* The request *
Return each line of the material verbatim.

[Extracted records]
────────

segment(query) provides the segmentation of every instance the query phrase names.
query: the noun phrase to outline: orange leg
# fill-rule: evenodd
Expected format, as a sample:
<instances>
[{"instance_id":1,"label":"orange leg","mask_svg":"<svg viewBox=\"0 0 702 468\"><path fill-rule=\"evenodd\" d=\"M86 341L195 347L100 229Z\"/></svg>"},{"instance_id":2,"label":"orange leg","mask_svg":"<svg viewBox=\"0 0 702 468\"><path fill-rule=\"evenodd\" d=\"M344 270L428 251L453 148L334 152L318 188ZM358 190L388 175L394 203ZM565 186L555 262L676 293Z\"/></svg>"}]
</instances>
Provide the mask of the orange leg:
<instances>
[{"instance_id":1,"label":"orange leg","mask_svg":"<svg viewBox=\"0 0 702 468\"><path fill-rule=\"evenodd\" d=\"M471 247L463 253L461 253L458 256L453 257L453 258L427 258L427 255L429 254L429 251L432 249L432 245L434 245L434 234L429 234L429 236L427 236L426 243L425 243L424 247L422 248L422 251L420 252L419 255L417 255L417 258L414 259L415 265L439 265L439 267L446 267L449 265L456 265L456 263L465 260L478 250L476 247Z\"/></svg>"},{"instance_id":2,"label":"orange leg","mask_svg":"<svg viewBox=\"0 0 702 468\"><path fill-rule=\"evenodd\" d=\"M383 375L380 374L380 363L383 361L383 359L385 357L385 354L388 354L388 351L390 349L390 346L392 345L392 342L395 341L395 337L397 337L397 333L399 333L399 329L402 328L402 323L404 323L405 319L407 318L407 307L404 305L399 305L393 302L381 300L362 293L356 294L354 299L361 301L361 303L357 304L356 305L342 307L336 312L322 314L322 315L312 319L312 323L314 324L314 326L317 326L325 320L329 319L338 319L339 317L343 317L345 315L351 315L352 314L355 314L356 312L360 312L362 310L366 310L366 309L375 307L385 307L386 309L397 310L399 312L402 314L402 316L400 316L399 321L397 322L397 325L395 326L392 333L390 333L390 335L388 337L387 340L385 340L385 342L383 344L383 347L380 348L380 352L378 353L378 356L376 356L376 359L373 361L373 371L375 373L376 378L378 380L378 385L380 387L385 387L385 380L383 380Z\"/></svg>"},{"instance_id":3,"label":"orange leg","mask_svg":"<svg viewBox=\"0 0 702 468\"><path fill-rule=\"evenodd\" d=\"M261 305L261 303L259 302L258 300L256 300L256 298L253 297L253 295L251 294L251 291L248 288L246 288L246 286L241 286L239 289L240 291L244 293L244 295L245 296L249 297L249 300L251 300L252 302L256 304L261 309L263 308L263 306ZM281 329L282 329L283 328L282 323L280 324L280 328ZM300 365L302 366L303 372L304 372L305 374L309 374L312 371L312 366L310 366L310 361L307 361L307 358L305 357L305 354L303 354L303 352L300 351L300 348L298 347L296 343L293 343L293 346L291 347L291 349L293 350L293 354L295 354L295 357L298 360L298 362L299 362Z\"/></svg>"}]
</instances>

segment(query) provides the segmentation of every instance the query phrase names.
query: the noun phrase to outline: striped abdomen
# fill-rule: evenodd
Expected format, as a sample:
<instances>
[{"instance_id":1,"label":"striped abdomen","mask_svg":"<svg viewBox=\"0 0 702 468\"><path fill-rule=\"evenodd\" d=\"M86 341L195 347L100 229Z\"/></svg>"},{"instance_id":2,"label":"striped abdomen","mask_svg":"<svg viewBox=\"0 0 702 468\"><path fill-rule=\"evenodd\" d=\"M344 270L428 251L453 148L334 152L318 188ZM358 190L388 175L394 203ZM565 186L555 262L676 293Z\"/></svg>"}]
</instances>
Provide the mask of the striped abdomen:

────────

* Solution to the exercise *
segment(query) provides the segmentation of every instance the query phrase names.
query: the noun phrase to outline: orange leg
# fill-rule: evenodd
Expected format, as a sample:
<instances>
[{"instance_id":1,"label":"orange leg","mask_svg":"<svg viewBox=\"0 0 702 468\"><path fill-rule=\"evenodd\" d=\"M86 341L195 347L100 229Z\"/></svg>"},{"instance_id":2,"label":"orange leg","mask_svg":"<svg viewBox=\"0 0 702 468\"><path fill-rule=\"evenodd\" d=\"M344 270L428 251L453 148L334 152L318 188ZM358 190L388 175L394 203ZM565 186L555 262L676 293Z\"/></svg>"}]
</instances>
Provide the mask of the orange leg:
<instances>
[{"instance_id":1,"label":"orange leg","mask_svg":"<svg viewBox=\"0 0 702 468\"><path fill-rule=\"evenodd\" d=\"M471 247L463 253L461 253L458 256L453 257L453 258L427 258L427 255L429 254L429 251L432 249L432 245L434 245L434 234L429 234L429 236L427 236L426 243L425 243L424 247L422 248L422 251L420 252L419 255L417 255L417 258L414 259L415 265L439 265L439 267L446 267L449 265L456 265L456 263L465 260L478 250L476 247Z\"/></svg>"},{"instance_id":2,"label":"orange leg","mask_svg":"<svg viewBox=\"0 0 702 468\"><path fill-rule=\"evenodd\" d=\"M383 375L380 374L380 363L383 361L383 359L385 357L385 354L388 354L388 351L390 349L390 346L392 345L392 342L395 341L395 337L397 337L397 333L399 333L399 329L402 328L402 323L404 323L405 319L407 318L407 307L404 305L399 305L393 302L381 300L362 293L356 294L354 299L361 301L361 303L357 304L356 305L342 307L336 312L322 314L322 315L312 319L312 323L314 324L314 326L317 326L325 320L329 319L338 319L339 317L343 317L345 315L351 315L352 314L355 314L356 312L360 312L362 310L366 310L366 309L375 307L385 307L386 309L397 310L399 312L402 314L402 316L400 316L399 321L397 322L397 325L395 326L392 333L390 333L390 335L388 337L387 340L385 340L385 342L383 344L383 347L380 348L380 352L378 353L378 356L376 356L376 359L373 361L373 371L375 373L376 378L378 380L378 385L380 387L385 387L385 380L383 380Z\"/></svg>"},{"instance_id":3,"label":"orange leg","mask_svg":"<svg viewBox=\"0 0 702 468\"><path fill-rule=\"evenodd\" d=\"M261 305L261 303L259 302L258 300L256 300L256 298L253 297L253 295L251 294L251 291L248 288L246 288L246 286L241 286L239 289L240 291L244 293L244 295L245 296L249 297L249 300L251 300L252 302L256 304L261 309L263 308L263 306ZM281 329L282 329L283 328L282 323L280 324L280 328ZM300 365L302 366L303 372L304 372L305 374L309 374L312 371L312 366L310 366L310 361L307 361L307 358L305 357L305 354L303 354L303 352L300 351L300 348L298 347L296 343L293 343L293 346L291 347L291 349L293 350L293 354L295 354L295 357L298 360L298 362L299 362Z\"/></svg>"}]
</instances>

segment(query) provides the segmentation of every instance the query phrase names.
query: the noun phrase to outline: striped abdomen
# fill-rule: evenodd
Expected format, as a sample:
<instances>
[{"instance_id":1,"label":"striped abdomen","mask_svg":"<svg viewBox=\"0 0 702 468\"><path fill-rule=\"evenodd\" d=\"M86 341L195 347L100 229Z\"/></svg>"},{"instance_id":2,"label":"striped abdomen","mask_svg":"<svg viewBox=\"0 0 702 468\"><path fill-rule=\"evenodd\" d=\"M344 270L428 251L453 148L334 152L318 188ZM358 190L388 175L394 203ZM565 186L555 262L676 293Z\"/></svg>"}]
</instances>
Provide the mask of the striped abdomen:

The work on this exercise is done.